[THE RECORDS]
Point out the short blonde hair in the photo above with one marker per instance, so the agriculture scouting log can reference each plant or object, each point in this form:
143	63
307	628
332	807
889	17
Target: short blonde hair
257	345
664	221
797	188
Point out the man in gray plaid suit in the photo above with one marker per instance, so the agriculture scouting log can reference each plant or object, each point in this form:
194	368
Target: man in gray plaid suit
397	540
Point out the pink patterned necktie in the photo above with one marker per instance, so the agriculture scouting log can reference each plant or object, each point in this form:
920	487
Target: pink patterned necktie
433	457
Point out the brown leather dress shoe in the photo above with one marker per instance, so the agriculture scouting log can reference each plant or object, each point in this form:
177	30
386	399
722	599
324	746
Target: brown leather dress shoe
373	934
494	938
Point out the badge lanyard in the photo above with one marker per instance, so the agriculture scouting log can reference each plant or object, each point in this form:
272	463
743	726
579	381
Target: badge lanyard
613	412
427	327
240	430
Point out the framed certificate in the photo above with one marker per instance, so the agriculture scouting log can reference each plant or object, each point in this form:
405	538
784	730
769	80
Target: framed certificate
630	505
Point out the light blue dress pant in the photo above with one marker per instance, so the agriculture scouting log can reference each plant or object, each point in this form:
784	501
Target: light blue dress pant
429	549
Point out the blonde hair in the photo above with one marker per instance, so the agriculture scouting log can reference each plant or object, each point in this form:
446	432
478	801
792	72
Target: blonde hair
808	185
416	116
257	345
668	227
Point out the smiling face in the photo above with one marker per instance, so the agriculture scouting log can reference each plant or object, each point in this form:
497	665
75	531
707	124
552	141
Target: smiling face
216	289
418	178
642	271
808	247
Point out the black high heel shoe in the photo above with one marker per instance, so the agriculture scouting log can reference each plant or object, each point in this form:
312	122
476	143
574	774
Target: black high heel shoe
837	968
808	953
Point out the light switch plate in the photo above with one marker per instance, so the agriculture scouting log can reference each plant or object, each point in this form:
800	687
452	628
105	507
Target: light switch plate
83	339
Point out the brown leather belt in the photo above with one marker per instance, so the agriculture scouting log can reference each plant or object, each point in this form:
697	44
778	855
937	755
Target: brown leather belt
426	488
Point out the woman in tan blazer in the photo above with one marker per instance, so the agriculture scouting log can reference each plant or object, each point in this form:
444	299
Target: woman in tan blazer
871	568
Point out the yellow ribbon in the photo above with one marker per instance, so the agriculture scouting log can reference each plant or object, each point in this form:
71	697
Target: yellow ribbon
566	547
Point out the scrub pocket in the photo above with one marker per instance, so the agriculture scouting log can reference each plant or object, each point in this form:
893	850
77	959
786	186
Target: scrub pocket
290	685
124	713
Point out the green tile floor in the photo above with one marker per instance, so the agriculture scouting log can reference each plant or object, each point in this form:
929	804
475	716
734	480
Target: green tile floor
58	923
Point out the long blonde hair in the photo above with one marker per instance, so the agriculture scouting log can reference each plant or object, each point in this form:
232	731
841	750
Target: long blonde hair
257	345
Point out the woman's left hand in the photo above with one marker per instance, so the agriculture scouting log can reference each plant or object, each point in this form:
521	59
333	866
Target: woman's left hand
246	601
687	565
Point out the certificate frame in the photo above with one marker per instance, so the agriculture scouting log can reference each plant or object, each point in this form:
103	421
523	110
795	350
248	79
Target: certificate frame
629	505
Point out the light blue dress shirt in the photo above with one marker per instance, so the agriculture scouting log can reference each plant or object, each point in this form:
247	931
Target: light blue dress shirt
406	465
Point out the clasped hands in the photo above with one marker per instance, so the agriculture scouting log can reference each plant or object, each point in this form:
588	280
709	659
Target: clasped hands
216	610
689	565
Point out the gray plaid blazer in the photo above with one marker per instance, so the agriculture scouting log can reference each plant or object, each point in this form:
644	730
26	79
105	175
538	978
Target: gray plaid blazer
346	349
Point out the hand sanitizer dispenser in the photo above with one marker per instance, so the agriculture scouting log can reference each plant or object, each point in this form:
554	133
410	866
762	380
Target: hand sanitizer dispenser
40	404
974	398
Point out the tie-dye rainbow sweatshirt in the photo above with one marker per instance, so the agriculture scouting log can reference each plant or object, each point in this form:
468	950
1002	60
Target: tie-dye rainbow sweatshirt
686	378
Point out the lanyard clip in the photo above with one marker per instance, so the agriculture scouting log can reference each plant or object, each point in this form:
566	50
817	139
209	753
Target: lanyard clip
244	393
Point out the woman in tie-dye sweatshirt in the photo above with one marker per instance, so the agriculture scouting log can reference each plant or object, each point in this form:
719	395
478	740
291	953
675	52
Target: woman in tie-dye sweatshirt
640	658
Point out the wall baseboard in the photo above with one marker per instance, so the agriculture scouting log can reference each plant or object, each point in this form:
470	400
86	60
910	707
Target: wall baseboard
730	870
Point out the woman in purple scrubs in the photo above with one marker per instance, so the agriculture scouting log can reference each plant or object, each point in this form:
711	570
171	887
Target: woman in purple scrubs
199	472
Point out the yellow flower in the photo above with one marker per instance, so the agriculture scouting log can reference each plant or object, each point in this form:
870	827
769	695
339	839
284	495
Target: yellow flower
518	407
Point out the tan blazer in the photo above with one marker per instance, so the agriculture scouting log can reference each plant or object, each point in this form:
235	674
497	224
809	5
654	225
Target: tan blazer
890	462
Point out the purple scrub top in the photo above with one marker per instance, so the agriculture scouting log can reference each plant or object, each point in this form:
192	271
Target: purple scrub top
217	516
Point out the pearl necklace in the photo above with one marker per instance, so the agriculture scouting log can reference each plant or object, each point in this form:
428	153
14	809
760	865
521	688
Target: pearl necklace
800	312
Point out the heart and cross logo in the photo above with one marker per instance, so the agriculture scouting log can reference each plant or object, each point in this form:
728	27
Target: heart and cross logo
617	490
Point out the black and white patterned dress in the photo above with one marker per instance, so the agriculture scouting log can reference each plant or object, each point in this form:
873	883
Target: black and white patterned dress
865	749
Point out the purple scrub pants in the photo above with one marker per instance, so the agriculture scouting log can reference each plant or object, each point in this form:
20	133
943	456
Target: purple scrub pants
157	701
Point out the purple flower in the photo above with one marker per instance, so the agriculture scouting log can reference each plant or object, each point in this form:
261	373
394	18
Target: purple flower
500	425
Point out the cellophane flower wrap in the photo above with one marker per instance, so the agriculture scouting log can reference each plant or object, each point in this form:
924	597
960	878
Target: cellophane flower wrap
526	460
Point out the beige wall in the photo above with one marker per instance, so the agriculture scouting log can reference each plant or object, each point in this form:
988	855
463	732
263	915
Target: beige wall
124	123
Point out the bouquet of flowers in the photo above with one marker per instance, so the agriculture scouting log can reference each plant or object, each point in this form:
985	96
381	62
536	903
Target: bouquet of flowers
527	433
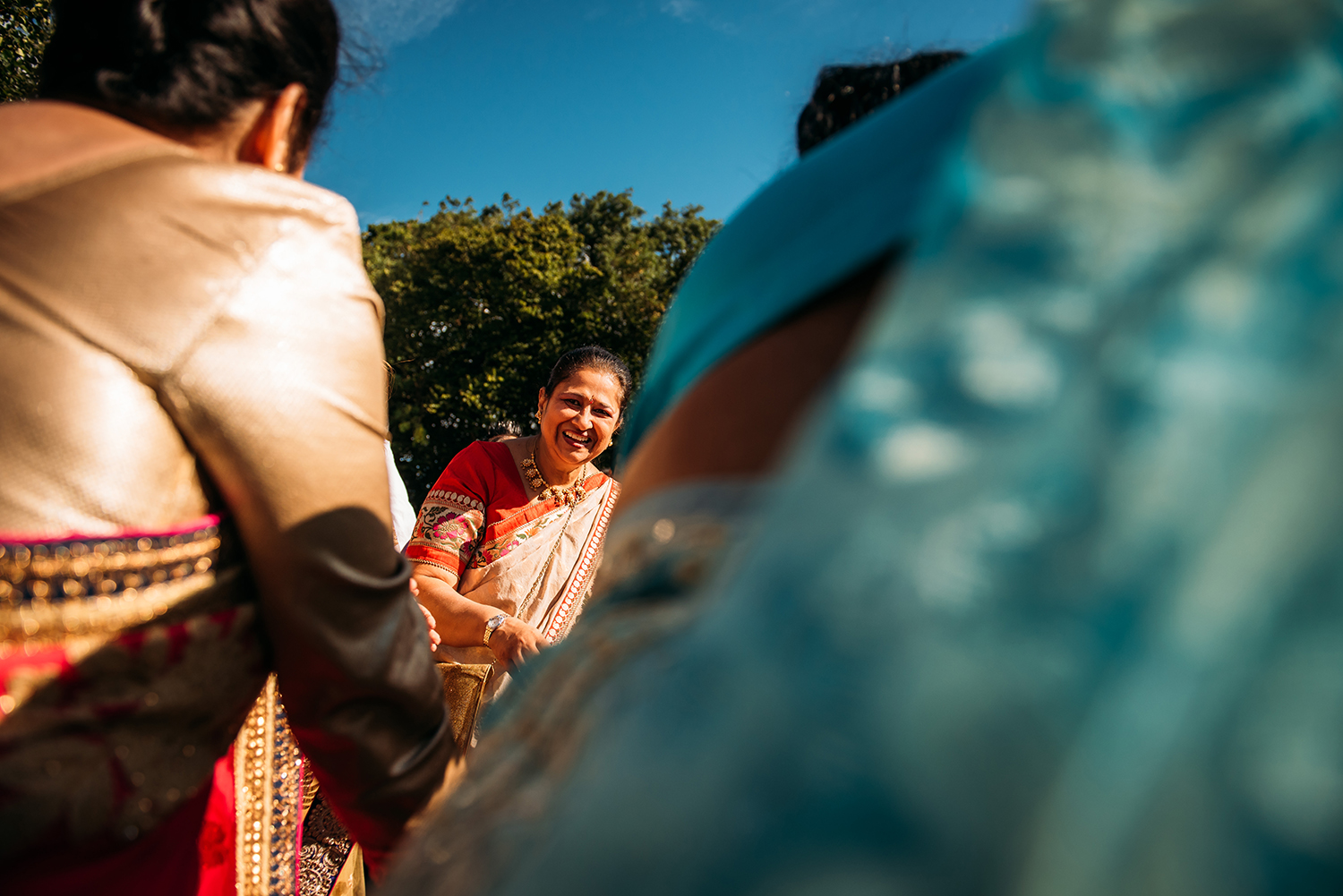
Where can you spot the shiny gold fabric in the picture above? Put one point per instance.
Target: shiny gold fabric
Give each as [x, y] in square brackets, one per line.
[183, 337]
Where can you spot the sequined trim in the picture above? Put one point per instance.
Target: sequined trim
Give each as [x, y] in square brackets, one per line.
[571, 602]
[325, 849]
[464, 501]
[54, 590]
[269, 796]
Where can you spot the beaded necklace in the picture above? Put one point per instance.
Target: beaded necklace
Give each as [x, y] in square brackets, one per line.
[569, 496]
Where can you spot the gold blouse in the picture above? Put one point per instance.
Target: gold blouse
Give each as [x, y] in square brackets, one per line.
[183, 337]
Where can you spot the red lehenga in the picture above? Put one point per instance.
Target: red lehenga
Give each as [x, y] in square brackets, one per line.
[182, 338]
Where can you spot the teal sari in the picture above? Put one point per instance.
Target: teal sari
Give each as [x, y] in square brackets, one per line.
[1049, 597]
[849, 203]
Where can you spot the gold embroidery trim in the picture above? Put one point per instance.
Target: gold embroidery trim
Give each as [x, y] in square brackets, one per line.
[99, 586]
[268, 798]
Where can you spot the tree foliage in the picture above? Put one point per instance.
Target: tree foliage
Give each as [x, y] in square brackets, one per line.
[24, 29]
[480, 305]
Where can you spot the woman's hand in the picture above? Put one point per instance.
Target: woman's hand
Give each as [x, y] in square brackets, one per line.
[515, 643]
[434, 640]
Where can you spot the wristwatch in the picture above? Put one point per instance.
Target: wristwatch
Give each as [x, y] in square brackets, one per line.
[492, 627]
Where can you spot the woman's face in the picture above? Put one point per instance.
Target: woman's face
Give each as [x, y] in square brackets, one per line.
[579, 418]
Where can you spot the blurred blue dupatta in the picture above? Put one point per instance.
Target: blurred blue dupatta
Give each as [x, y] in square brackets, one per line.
[848, 203]
[1049, 600]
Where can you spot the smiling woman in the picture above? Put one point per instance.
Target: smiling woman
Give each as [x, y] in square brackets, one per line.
[509, 536]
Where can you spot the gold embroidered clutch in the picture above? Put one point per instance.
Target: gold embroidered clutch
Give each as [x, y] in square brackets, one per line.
[464, 689]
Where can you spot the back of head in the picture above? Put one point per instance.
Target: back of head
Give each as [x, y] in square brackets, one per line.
[843, 94]
[191, 64]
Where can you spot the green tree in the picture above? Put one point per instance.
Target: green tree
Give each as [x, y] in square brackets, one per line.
[480, 305]
[24, 29]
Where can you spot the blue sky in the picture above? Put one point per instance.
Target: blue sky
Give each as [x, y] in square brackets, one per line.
[689, 101]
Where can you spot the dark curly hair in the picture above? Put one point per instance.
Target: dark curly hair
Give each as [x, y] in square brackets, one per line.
[843, 94]
[191, 64]
[593, 357]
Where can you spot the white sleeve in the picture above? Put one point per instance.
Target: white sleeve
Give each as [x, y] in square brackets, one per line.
[403, 515]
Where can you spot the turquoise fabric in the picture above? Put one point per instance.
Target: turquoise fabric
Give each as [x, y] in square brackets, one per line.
[1049, 597]
[851, 201]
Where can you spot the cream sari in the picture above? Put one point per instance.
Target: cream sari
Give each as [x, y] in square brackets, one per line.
[531, 559]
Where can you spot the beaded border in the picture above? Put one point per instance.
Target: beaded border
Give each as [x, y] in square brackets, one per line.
[571, 602]
[268, 798]
[94, 586]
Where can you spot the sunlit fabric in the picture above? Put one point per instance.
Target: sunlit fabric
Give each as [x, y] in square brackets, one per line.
[846, 204]
[1049, 601]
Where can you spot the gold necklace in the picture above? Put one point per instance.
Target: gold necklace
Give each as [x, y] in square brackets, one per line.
[569, 496]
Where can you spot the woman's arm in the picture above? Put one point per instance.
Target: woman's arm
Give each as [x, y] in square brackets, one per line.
[461, 621]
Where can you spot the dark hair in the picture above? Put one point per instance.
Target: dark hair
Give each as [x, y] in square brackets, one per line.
[593, 357]
[843, 94]
[191, 64]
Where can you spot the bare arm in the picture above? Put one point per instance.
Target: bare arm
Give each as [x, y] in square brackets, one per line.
[461, 621]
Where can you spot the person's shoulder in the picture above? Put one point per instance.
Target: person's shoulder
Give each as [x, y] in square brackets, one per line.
[483, 458]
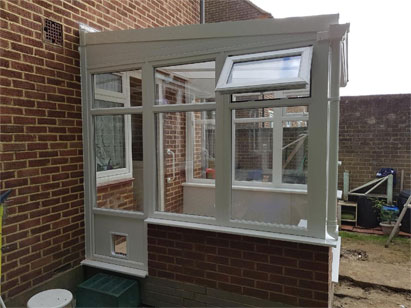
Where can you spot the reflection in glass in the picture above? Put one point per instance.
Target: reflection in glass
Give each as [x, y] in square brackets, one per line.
[295, 152]
[253, 151]
[119, 162]
[185, 152]
[109, 82]
[109, 140]
[124, 88]
[270, 157]
[186, 84]
[258, 71]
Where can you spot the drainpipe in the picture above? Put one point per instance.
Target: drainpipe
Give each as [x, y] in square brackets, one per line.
[202, 11]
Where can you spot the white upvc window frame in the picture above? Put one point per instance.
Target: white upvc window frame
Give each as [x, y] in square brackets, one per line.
[191, 122]
[277, 119]
[300, 82]
[108, 176]
[276, 124]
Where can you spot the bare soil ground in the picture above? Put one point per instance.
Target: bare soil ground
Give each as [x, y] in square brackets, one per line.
[372, 275]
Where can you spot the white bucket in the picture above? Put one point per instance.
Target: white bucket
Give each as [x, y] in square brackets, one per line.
[54, 298]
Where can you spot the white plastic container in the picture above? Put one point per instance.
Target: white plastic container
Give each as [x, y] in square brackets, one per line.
[54, 298]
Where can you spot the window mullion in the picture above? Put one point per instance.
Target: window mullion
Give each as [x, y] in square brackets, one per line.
[277, 145]
[223, 152]
[149, 146]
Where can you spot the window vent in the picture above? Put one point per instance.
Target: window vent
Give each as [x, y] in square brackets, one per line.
[/THE RECORDS]
• WHAT YOU NEED TO DO:
With "dark" as the string to find, copy every line of the records that holds it.

• PROBLEM SOLUTION:
Where can you spot the dark curly hair in the picture above? Put one point per instance.
Target: dark curly hair
Where can you spot the dark hair in the picture above? Put one point per instance.
Target: dark hair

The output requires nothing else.